LAVORO RICHIESTO: Ricopia soltanto le righe dalla riga con "of the blond" fino alla riga con "(1181, 343)", comprese, sostituendo "play diagram" con "tactical board" e lasciando invariato tutto il resto.

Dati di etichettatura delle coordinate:
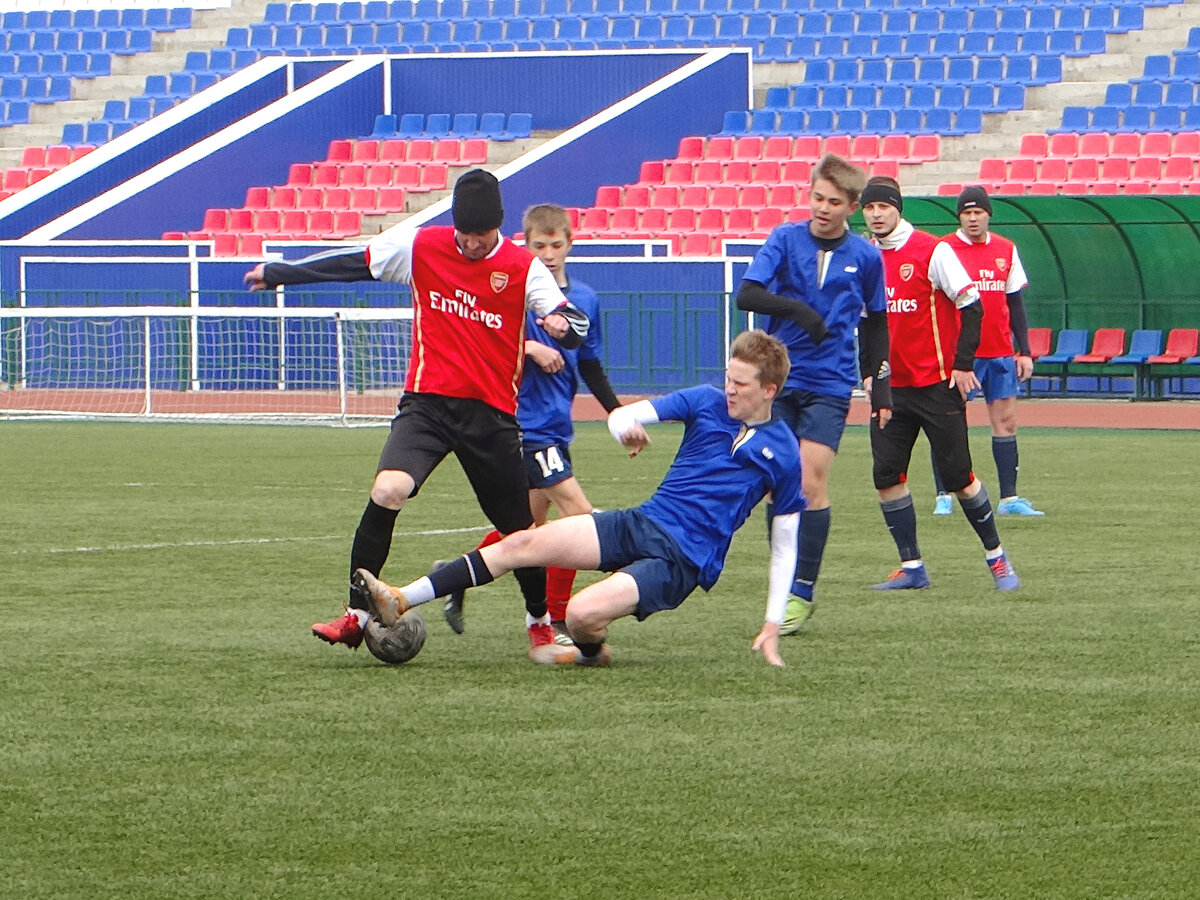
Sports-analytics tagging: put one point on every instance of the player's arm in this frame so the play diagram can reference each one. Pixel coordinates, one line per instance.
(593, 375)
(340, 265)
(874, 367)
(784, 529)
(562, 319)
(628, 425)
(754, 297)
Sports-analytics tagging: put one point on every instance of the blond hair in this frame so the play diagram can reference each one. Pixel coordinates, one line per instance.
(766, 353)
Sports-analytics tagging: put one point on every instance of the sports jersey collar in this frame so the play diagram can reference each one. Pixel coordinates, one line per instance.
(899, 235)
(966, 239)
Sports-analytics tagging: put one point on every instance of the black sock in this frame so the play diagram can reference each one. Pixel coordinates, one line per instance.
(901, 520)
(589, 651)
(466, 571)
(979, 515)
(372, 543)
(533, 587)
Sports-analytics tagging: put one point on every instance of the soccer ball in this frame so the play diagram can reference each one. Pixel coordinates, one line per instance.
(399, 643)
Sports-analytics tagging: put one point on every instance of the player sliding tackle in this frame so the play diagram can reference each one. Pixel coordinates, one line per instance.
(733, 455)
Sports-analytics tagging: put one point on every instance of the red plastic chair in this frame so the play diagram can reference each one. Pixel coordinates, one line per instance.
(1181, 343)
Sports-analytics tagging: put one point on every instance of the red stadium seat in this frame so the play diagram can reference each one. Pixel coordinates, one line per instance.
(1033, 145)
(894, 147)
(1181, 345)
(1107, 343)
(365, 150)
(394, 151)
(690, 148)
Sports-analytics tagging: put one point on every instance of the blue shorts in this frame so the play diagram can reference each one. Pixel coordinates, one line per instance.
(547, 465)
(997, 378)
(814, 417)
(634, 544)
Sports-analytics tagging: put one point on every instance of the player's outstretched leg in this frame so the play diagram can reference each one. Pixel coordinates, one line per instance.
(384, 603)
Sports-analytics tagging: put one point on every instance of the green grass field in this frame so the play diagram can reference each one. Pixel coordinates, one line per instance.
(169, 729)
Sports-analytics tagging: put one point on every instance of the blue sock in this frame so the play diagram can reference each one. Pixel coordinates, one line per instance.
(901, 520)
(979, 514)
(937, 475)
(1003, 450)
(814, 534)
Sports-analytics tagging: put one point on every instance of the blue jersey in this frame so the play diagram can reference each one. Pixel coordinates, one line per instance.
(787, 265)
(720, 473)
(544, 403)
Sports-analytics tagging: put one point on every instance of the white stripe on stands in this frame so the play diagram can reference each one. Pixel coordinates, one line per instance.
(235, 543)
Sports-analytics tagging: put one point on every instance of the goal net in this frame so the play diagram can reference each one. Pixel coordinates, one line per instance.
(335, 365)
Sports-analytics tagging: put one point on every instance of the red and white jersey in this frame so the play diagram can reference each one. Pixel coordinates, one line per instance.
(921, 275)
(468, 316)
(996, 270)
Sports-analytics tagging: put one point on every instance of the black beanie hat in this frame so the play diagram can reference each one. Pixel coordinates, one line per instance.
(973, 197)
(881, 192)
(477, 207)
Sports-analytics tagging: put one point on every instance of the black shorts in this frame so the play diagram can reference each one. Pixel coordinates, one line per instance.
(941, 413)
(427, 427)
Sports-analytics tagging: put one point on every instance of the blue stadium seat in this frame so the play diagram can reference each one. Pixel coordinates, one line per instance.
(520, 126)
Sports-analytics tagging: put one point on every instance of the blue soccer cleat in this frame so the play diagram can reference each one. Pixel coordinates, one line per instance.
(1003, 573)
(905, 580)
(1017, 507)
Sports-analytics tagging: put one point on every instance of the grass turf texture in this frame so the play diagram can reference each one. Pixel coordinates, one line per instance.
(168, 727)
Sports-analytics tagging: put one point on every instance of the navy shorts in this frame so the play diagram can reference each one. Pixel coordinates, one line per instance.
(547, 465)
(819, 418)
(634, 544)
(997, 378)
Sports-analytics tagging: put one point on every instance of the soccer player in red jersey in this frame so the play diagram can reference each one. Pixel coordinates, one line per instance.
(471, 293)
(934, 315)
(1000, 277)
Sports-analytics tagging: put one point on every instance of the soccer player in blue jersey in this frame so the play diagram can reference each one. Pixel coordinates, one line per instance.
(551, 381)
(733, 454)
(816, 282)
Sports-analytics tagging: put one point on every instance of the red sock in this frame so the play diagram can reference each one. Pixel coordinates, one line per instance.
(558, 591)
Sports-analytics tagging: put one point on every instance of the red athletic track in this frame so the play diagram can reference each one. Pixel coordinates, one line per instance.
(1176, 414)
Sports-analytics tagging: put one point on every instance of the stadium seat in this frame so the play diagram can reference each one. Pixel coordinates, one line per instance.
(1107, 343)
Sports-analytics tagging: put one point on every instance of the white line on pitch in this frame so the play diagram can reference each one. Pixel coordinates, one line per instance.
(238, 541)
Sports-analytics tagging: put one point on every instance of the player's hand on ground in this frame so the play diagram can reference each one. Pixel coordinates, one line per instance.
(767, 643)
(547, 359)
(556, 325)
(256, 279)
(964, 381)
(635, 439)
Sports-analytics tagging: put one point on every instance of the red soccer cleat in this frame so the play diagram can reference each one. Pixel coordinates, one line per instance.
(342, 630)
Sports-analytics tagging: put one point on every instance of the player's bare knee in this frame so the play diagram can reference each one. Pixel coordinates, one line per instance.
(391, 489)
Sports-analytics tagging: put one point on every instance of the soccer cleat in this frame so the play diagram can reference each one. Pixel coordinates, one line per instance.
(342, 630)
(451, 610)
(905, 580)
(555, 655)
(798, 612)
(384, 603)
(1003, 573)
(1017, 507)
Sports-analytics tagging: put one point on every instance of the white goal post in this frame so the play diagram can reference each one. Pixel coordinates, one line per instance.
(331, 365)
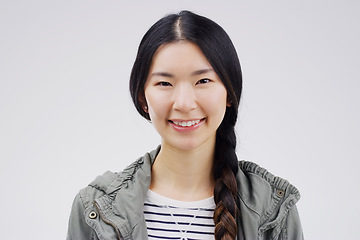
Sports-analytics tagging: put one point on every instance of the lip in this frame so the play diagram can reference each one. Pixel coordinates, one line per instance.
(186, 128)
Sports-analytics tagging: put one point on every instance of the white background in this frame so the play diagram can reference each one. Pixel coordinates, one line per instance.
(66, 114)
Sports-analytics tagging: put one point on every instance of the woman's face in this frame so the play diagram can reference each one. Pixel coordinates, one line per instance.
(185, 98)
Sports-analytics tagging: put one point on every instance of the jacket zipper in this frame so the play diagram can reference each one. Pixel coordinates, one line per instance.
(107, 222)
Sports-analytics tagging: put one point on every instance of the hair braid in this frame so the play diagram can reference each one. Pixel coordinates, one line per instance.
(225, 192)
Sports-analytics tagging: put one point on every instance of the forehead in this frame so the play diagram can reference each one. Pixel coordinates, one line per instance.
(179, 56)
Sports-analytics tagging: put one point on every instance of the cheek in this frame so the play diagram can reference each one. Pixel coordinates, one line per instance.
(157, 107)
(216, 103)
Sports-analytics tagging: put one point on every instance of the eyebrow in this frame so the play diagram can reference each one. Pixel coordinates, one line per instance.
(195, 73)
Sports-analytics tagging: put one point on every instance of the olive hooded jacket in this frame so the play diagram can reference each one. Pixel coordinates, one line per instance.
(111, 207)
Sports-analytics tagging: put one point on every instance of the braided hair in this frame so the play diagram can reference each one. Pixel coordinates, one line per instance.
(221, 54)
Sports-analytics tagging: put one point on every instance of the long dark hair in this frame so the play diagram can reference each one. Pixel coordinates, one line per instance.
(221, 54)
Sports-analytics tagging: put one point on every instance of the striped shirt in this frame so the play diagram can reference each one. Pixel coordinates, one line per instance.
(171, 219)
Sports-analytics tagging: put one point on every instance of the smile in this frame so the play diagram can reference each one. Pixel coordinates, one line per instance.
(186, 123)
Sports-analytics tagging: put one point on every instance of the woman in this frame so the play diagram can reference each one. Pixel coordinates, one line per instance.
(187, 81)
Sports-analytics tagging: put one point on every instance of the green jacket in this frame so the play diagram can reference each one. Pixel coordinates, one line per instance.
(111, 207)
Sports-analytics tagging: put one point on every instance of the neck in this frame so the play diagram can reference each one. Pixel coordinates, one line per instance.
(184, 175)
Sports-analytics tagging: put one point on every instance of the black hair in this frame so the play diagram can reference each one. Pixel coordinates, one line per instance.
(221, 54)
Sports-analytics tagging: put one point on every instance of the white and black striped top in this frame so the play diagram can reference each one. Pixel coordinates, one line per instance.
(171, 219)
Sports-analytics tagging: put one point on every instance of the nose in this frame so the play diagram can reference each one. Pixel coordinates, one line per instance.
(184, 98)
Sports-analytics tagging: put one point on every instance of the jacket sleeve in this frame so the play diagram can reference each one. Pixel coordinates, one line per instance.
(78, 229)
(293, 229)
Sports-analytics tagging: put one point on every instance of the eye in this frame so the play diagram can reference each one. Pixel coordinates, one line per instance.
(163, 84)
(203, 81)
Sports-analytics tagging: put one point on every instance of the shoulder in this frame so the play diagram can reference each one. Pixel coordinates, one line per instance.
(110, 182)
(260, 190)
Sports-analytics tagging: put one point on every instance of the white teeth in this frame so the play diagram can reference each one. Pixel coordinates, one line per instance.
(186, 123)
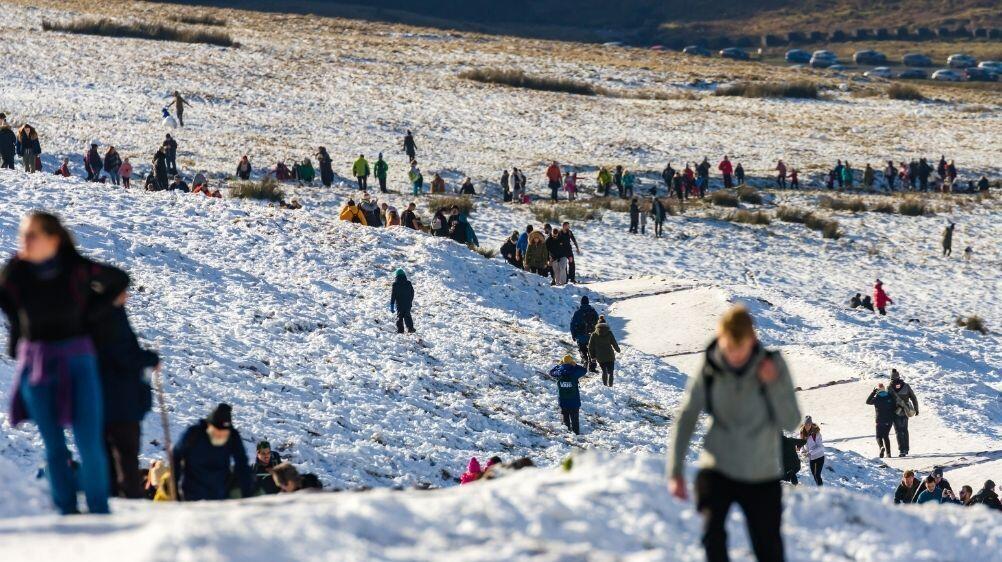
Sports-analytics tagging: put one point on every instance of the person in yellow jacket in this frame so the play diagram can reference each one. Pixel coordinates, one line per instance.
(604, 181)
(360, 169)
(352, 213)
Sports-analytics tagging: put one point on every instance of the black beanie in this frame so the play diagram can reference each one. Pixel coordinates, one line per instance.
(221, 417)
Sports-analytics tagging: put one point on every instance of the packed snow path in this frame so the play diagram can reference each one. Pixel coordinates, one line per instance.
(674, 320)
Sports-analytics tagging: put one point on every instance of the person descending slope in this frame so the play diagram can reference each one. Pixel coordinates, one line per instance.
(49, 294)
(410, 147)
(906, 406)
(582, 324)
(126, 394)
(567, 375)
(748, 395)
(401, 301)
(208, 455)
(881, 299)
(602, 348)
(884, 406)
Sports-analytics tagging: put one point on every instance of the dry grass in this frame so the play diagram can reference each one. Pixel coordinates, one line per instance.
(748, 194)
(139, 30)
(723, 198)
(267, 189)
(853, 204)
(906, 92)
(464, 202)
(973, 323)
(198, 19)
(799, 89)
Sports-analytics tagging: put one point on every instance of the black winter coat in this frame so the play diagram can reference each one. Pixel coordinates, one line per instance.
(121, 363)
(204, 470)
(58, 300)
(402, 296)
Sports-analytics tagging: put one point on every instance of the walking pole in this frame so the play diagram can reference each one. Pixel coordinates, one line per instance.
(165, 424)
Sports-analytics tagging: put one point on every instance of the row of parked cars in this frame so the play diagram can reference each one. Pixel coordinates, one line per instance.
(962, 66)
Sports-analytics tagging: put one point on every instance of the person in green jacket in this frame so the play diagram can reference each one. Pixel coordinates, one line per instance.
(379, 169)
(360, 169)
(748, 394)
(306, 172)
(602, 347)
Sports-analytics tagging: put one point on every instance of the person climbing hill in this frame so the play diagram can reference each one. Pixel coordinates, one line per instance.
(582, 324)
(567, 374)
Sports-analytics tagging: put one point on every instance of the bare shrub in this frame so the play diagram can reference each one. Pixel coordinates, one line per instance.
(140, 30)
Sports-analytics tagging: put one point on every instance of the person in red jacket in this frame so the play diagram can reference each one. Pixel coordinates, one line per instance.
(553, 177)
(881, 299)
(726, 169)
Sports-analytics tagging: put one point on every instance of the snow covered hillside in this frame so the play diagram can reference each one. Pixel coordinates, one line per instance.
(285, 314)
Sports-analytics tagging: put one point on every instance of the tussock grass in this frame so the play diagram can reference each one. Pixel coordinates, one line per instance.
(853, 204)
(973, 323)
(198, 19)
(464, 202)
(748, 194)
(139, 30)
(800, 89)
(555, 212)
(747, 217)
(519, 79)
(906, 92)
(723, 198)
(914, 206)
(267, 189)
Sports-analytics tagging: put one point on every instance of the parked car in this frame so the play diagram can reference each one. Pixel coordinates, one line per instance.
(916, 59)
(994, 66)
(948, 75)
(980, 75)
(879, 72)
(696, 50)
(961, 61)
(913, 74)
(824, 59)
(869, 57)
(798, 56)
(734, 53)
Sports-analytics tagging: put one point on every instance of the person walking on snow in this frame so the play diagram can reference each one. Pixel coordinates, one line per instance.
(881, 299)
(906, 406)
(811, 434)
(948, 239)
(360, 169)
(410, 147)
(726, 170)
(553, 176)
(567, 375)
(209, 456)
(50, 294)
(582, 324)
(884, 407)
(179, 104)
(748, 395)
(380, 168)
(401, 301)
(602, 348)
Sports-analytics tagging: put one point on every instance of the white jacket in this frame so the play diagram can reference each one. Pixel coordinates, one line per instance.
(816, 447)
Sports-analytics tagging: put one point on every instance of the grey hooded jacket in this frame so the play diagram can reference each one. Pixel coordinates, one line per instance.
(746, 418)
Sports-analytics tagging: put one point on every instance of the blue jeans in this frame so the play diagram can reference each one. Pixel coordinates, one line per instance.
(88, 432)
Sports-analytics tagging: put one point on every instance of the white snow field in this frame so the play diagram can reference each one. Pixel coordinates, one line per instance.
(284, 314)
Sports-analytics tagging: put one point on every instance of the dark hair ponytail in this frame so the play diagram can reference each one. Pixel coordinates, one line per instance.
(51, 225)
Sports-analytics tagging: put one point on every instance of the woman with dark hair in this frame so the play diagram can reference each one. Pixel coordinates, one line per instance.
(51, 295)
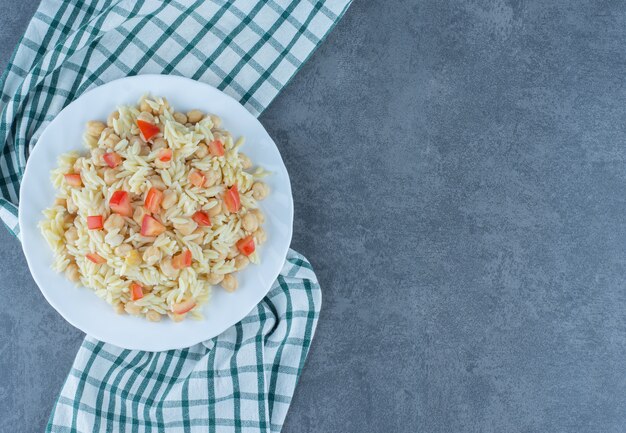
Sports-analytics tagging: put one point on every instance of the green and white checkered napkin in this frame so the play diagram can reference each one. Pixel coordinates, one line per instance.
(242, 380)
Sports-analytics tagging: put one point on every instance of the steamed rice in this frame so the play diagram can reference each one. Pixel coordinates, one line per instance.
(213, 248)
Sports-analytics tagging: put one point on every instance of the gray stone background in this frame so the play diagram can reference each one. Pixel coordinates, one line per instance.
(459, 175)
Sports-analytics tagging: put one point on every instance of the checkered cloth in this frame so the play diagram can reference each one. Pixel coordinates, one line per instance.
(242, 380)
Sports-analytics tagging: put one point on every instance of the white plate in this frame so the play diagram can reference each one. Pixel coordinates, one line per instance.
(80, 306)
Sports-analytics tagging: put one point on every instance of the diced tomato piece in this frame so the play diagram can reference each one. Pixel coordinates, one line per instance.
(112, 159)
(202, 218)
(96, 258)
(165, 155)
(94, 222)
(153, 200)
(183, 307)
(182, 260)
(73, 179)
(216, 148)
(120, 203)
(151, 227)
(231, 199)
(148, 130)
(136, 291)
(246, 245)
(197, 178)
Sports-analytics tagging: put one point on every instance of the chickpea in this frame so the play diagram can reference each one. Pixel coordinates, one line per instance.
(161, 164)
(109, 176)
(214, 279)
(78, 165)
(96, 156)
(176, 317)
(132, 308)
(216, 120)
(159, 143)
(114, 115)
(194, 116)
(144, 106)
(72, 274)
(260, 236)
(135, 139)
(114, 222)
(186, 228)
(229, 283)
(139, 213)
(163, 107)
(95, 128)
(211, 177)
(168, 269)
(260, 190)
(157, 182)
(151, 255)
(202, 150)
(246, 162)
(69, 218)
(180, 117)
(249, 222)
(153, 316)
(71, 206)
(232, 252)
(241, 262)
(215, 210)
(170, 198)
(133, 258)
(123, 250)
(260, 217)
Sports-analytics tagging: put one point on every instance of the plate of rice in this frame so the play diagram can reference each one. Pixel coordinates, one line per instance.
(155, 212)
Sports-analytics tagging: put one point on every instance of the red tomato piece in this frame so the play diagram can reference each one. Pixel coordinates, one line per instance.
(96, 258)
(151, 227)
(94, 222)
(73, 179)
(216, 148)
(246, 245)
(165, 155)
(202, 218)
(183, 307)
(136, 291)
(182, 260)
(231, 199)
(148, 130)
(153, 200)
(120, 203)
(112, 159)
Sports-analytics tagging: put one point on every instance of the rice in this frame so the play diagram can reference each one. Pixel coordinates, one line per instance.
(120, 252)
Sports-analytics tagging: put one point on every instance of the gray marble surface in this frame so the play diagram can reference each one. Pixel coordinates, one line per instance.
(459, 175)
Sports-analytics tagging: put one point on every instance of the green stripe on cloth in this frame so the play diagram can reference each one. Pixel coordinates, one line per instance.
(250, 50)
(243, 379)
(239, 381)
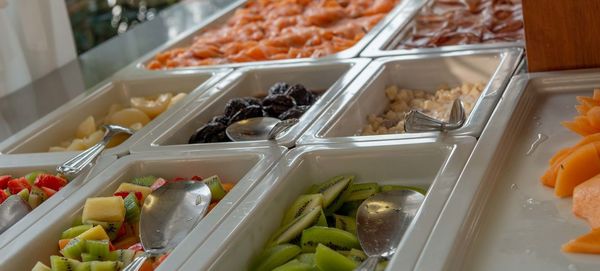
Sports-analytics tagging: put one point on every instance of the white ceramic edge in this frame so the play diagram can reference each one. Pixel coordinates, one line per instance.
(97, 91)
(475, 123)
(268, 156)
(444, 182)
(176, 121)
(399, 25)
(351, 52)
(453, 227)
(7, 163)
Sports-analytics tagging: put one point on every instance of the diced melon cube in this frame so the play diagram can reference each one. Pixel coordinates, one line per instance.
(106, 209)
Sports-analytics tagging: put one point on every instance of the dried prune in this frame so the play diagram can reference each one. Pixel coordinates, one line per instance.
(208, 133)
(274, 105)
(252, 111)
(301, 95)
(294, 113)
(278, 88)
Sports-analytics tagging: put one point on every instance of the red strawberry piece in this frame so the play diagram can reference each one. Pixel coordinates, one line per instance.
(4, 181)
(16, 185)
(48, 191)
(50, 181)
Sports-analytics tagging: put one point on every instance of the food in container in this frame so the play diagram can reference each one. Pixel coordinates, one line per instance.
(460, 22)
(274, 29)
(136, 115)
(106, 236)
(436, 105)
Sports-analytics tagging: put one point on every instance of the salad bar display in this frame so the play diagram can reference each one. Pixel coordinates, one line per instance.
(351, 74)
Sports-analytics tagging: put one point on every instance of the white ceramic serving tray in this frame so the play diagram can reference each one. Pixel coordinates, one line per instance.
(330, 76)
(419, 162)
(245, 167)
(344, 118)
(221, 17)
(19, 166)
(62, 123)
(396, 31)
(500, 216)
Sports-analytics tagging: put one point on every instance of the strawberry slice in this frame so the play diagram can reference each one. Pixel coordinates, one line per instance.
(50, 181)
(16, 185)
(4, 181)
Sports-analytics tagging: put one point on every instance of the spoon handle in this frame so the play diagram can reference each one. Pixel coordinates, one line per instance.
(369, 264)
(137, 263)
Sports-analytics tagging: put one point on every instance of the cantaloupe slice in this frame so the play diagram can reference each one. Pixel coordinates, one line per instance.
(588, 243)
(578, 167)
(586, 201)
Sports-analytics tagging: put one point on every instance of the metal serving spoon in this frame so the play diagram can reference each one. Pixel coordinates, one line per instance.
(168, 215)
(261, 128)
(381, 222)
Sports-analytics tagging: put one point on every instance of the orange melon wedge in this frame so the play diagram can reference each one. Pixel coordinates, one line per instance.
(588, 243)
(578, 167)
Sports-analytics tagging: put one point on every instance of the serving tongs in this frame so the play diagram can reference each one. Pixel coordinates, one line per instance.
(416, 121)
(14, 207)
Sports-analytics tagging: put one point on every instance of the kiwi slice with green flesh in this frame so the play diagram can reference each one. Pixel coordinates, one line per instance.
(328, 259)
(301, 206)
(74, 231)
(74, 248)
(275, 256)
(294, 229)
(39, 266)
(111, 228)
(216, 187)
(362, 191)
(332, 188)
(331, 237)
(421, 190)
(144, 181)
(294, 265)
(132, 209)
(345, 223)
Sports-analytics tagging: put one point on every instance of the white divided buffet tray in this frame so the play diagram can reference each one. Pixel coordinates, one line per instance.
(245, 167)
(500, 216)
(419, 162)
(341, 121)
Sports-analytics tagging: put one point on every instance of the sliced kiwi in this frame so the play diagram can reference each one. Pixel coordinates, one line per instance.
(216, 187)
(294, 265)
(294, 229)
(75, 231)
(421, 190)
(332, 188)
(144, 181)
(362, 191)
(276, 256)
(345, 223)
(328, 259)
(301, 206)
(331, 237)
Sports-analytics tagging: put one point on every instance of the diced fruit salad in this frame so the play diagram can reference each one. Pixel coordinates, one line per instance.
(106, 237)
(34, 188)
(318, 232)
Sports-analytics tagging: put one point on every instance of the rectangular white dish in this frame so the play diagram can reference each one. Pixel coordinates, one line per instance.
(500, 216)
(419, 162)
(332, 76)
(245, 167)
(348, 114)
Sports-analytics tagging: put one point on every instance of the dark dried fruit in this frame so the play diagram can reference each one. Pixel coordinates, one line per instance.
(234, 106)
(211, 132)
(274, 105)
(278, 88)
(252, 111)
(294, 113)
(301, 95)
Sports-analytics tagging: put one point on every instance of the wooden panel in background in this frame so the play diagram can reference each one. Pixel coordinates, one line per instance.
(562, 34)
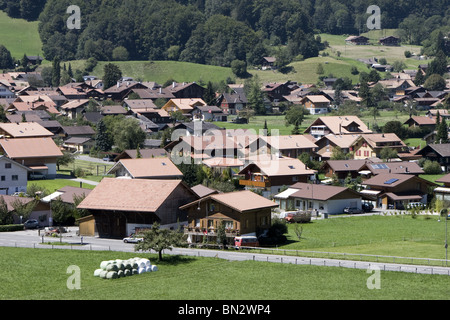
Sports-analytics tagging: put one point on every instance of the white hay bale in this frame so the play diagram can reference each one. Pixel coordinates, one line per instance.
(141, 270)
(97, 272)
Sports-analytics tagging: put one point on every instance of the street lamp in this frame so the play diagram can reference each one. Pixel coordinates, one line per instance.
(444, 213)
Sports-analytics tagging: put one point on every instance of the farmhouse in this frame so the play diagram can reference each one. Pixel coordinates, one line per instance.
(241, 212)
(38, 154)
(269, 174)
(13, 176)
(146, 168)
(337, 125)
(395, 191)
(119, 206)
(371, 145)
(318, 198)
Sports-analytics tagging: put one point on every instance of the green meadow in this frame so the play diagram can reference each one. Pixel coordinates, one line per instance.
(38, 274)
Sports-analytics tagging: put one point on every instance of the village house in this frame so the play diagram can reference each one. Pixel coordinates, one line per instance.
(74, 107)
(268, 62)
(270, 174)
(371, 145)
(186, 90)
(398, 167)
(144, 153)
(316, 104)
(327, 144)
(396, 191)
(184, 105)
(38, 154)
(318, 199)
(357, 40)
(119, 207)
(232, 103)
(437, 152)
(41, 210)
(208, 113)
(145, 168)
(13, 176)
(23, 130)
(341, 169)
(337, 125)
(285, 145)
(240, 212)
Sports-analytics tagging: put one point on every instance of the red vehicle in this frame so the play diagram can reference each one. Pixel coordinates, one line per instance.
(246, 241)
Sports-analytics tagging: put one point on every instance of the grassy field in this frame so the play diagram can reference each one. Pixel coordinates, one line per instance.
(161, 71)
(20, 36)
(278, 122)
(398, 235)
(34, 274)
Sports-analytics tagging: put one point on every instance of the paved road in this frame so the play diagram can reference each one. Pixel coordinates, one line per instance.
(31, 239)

RISPOSTA SCRITTA:
Sports-analytics tagging: put one point on every instance of the blond hair in this frame so the tactical board can reference each one. Pixel coordinates, one line per instance.
(766, 353)
Sports-analytics tagging: put one point on every instance of the sports jersey collar in this frame so the tactical board can reference each one. Pixel coordinates, one line per instance.
(899, 235)
(966, 239)
Sports-analytics tagging: put one point on every instance of the black sock in this frame so the tactical board can reference each one. Pixel coordinates, one line per instance.
(901, 520)
(589, 651)
(466, 571)
(979, 515)
(372, 543)
(533, 587)
Sports-analytics tagging: put one point on every instance of the soccer ball in this frame so the tactical board can reference each one. Pixel coordinates, one line per instance.
(399, 643)
Sports-analytics tagging: put one point on every instance of the player sliding tackle in this frame so the tactical board can reference each one. Pixel coordinates, one line per instance.
(733, 455)
Sports-analytics tagging: put one point on every instance of the red plastic chair in this frame so the tactical board can reference each one. Pixel coordinates, one line per instance.
(1181, 343)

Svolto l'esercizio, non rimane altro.